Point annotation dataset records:
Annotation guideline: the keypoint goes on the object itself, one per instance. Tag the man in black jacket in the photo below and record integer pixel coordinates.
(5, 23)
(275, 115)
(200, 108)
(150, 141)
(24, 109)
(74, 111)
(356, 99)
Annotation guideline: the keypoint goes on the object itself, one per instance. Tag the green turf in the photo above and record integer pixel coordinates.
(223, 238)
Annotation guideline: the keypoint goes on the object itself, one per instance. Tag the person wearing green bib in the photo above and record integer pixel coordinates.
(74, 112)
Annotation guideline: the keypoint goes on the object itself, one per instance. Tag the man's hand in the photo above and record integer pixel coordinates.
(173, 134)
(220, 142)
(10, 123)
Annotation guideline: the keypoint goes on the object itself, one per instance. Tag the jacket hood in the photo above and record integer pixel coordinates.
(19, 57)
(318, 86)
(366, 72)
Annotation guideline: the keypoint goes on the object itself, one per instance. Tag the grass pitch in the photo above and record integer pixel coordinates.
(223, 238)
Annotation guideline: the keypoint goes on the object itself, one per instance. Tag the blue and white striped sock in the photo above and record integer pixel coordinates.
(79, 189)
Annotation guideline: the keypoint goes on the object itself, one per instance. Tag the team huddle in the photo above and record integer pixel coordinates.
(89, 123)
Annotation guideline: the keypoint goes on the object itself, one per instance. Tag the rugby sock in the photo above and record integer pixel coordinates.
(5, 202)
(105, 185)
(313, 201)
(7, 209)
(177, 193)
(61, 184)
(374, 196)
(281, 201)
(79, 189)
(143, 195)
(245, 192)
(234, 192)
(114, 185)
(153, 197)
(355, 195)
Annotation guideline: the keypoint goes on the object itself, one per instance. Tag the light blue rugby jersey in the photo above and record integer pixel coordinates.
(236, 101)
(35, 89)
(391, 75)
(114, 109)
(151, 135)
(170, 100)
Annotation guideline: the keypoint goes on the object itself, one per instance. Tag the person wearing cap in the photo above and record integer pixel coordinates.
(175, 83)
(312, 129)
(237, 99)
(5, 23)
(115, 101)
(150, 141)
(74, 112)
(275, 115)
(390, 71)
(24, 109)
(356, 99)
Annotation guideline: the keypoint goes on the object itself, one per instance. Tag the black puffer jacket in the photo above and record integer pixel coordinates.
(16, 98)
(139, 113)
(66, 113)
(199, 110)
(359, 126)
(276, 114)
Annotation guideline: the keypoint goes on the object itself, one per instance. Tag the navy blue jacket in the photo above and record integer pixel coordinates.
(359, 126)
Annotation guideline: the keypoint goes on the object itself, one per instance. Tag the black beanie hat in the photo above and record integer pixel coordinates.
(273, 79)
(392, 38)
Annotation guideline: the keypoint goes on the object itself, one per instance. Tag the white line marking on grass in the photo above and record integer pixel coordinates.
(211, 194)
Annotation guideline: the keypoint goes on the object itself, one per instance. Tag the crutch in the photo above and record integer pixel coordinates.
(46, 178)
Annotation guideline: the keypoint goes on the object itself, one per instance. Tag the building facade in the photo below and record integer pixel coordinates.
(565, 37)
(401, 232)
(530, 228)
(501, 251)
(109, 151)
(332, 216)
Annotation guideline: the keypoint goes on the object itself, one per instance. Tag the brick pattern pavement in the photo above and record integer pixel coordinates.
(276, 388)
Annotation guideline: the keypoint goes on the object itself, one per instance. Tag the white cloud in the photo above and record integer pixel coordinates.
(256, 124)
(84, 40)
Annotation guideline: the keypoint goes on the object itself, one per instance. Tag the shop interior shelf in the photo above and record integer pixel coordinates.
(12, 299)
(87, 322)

**INSTRUCTION:**
Please quote nothing but the lines from the line with "Tag the brick" through the end of the data above, exactly as written, ends included.

**ANSWER TO THIS PROBLEM:**
Annotation guideline: the keypoint goes on the object itself, one per instance. Tag the brick pattern pavement in the photo above and record integer pixel coordinates.
(276, 388)
Annotation guideline: the keypoint goes on the object itself, one per instance. Tag the white cloud in the photo above and record integer pixel coordinates.
(256, 124)
(84, 40)
Annotation guideline: the keypoint goes on the object itself, one per instance. Tag the shop interior shelf in the photo above and record integer pixel coordinates.
(12, 299)
(87, 322)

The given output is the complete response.